▶ _Sayfa Alıntısı_:

Emanete Sadakat Allah’a Sadakattir

İrade, diğer tüm emanetlerin kendisine bağlı olduğu büyük emanettir. Bu yüzden diğer tüm emanetlere ihanet, irade emanetine ihanetle başlar.

İman: İlahi itimada layık olmanın asgari şartı

Emanet, “koruyacağı beklentisiyle birine geçici olarak verilen değerli şey” manasına gelir. Aynı zamanda “O değeri koruma işine” de emanet denilmiştir.

Emanetin türetildiği emn, “güven”, emân birine verilen “güvenlik garantisi” anlamına gelir. Emn’in zıddı “korku” anlamındaki havfemânet’in zıddı “güveni boşa çıkarmak” anlamındaki hıyânet’tir.

“Allah’ın güvenine layık olmak” manasındaki îmân da aynı köktendir. Îman daha sonra ıstılahlaşarak “inanmak, itimat etmek” anlamına kullanılmıştır. Zıddı olan kufr ise “inkâr” anlamına kullanılmıştır. Kufr’un ahlâki karşılığı nankörlüktür.

▶ _Kayıtlı Bilgiler_:
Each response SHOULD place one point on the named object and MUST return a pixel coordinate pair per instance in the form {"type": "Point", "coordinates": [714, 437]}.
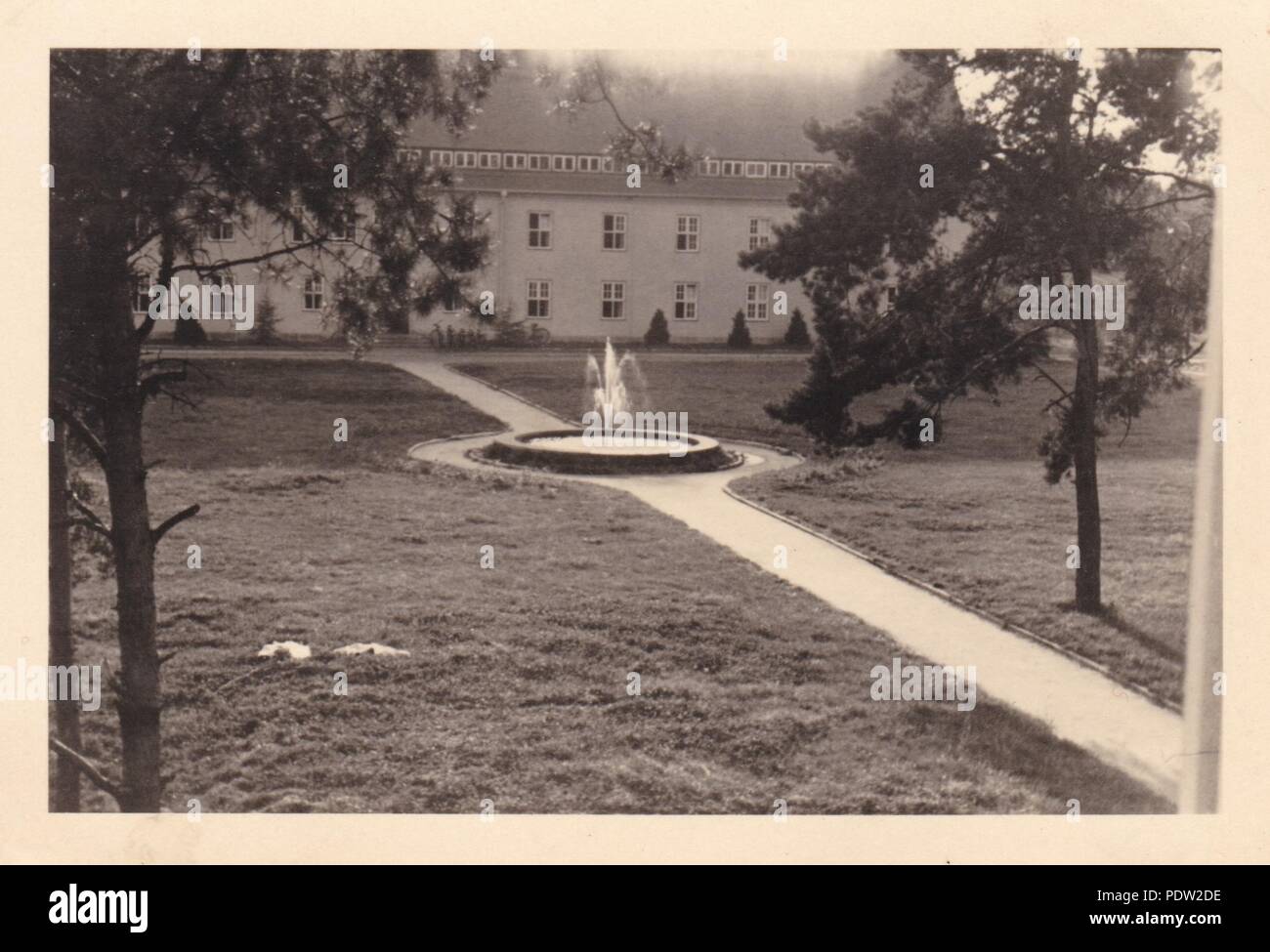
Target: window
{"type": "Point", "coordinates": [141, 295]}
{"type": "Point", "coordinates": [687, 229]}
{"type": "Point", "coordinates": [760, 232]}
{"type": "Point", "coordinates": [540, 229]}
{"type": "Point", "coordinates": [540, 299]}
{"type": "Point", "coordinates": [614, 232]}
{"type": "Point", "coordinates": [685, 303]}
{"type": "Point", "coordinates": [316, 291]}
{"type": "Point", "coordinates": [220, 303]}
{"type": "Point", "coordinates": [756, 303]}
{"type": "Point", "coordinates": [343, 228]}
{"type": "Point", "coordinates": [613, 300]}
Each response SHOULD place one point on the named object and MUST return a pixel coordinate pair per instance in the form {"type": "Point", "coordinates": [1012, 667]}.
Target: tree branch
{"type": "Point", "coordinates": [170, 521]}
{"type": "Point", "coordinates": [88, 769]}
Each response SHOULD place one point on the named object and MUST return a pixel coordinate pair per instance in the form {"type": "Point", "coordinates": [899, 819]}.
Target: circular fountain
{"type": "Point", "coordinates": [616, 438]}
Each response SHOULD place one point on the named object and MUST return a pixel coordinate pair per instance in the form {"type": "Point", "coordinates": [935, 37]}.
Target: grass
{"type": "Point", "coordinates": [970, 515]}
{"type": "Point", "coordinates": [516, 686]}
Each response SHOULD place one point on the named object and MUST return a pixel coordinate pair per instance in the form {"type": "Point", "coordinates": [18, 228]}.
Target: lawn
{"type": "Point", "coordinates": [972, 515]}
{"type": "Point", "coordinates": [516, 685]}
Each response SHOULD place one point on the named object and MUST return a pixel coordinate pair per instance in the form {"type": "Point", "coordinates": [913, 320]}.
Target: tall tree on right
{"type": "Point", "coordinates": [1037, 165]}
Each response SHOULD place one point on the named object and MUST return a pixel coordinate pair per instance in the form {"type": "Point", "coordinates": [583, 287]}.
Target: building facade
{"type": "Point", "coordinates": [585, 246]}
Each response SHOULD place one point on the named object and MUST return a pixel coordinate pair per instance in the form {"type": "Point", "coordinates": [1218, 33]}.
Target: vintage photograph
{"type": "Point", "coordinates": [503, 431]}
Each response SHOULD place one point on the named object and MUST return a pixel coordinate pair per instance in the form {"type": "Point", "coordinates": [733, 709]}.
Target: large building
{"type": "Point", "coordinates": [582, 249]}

==

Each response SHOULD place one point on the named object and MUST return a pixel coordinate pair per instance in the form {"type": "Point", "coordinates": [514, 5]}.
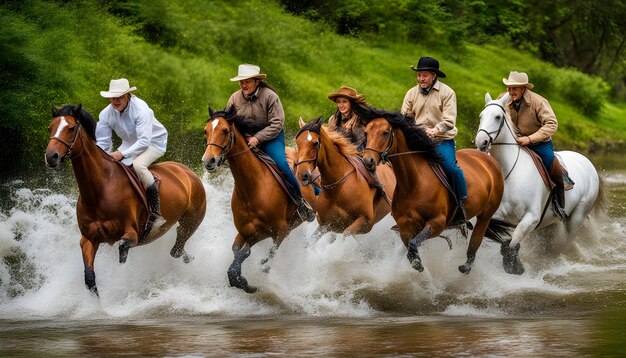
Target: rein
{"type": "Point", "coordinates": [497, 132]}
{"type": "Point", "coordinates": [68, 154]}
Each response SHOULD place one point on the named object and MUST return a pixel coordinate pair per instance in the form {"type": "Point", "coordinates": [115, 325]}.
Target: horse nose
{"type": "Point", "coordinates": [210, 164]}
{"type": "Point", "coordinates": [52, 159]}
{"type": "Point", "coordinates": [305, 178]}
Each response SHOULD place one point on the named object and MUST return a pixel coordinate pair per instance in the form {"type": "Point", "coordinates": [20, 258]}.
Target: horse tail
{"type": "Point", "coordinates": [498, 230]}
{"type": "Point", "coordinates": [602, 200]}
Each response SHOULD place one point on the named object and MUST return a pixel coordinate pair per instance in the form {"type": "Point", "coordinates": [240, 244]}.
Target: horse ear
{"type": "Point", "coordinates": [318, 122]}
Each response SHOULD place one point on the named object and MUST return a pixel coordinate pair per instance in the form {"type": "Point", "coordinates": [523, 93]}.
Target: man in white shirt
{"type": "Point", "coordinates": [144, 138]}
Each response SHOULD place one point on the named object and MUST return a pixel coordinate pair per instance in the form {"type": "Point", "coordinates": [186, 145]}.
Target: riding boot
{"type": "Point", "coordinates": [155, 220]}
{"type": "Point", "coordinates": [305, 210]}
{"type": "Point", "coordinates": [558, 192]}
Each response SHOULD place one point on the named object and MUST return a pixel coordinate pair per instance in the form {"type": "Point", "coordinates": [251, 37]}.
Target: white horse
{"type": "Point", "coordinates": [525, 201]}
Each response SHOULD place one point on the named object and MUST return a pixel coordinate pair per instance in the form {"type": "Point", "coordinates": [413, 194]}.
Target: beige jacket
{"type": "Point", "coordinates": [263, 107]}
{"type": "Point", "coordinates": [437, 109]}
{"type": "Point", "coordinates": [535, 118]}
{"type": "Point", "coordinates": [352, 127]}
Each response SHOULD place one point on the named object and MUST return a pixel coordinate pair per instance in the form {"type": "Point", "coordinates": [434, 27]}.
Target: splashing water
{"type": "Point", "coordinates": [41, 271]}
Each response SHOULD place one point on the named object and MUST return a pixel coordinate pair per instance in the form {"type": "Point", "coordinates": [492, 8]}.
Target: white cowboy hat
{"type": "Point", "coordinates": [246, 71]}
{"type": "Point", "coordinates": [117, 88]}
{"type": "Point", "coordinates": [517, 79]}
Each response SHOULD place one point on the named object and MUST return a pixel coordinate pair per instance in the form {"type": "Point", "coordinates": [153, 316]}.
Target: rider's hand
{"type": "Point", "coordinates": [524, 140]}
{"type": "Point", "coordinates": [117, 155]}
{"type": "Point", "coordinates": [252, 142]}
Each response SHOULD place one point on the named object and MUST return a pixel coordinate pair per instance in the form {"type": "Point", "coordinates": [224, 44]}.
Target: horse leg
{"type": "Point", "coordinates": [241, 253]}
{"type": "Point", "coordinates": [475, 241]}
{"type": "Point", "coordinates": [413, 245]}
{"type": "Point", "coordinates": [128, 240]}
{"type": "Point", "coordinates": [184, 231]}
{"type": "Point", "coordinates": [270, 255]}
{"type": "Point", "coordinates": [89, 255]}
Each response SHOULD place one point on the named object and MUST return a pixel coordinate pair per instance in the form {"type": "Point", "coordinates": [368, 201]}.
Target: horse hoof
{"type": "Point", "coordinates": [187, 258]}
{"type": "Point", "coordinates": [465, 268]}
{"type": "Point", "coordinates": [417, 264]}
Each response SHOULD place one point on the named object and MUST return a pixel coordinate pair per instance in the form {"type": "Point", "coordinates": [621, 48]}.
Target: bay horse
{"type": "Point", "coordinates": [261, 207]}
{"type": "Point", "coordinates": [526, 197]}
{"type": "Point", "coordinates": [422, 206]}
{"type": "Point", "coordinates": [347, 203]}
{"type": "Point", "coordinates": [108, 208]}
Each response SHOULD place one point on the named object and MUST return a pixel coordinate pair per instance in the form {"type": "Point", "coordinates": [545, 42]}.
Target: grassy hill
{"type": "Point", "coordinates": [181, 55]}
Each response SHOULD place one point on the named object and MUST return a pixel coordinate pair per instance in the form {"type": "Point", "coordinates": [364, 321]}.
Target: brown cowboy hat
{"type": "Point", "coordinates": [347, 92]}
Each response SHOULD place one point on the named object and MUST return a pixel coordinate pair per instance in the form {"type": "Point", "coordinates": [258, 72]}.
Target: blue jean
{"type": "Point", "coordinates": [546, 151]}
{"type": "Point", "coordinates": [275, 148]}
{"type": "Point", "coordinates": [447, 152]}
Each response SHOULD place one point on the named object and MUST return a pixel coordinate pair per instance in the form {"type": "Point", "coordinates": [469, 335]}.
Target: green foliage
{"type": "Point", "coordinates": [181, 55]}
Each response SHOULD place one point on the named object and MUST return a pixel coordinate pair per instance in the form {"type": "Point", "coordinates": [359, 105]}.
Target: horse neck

▶ _Yapılacaklar_:
1/ Emanet yazısına göre şu soruları cevaplayın:
(a) Diğer bütün emanetlerin bağlı olduğu büyük emanet hangisidir?
(b) Emanet kelimesinin türetildiği emn ne anlama gelir?
(c) Kufr'un ahlaki karşılığı nedir?
2/ Emanet yazısında "İrade, diğer tüm" ile başlayıp "ahlâki karşılığı nankörlüktür." ile biten bölümü olduğu gibi kopyalayın.
3/ Emanet yazısını kaldığı yerden devam ettirin.
Bu işler için kayıtlara bakmanız gerekmiyor.

▶ _Görev Cevapları_:
1/
(a) İrade.
(b) Güven.
(c) Nankörlük.

2/
İrade, diğer tüm emanetlerin kendisine bağlı olduğu büyük emanettir. Bu yüzden diğer tüm emanetlere ihanet, irade emanetine ihanetle başlar.

İman: İlahi itimada layık olmanın asgari şartı

Emanet, “koruyacağı beklentisiyle birine geçici olarak verilen değerli şey” manasına gelir. Aynı zamanda “O değeri koruma işine” de emanet denilmiştir.

Emanetin türetildiği emn, “güven”, emân birine verilen “güvenlik garantisi” anlamına gelir. Emn’in zıddı “korku” anlamındaki havfemânet’in zıddı “güveni boşa çıkarmak” anlamındaki hıyânet’tir.

“Allah’ın güvenine layık olmak” manasındaki îmân da aynı köktendir. Îman daha sonra ıstılahlaşarak “inanmak, itimat etmek” anlamına kullanılmıştır. Zıddı olan kufr ise “inkâr” anlamına kullanılmıştır. Kufr’un ahlâki karşılığı nankörlüktür.

3/
İman, Allah’ın itimadına layık olmanın asgari şartını ifade eder. İnsan bu asgari şartı, kendi özgür iradesiyle seçer. Bu yüzden imanın öznesi kulun kendisidir. İman ilk meşruiyetini, kulun özgür iradesine dayalı seçiminden alır. Farzı muhal kişi “Benim tercihim değil ama falan benim için imanı seçmiş, o yüzden ben mü’minmişim” dese, bu iman onun imanı değil, onun için imanı seçenin imanı olur. Kendisi “iman sahibi” olarak adlandırılamaz.

İman, insanın kalbinde bir nurdur. Kalp, iman nuru ile aydınlatılmadan önce karanlıktır. Orada bir göz varsa dahi, o göz ışıktan mahrum olduğu için göremez. Zira görmek için göz yetmez, ayrıca ışık da gereklidir.

İman nuruyla aydınlanmayan kalbin sahibi tedirgindir. Zira göz, fıtratı gereği görmek ister, görecek bir şeyler ister. Göz var ama göremiyorsa, bu durum sahibine “korku” (havf) olarak yansır. İnsan karanlıktan bu sebeple korkar. Orada korkulacak bir şey olduğu için değil, gözü olduğu halde göremediği içindir.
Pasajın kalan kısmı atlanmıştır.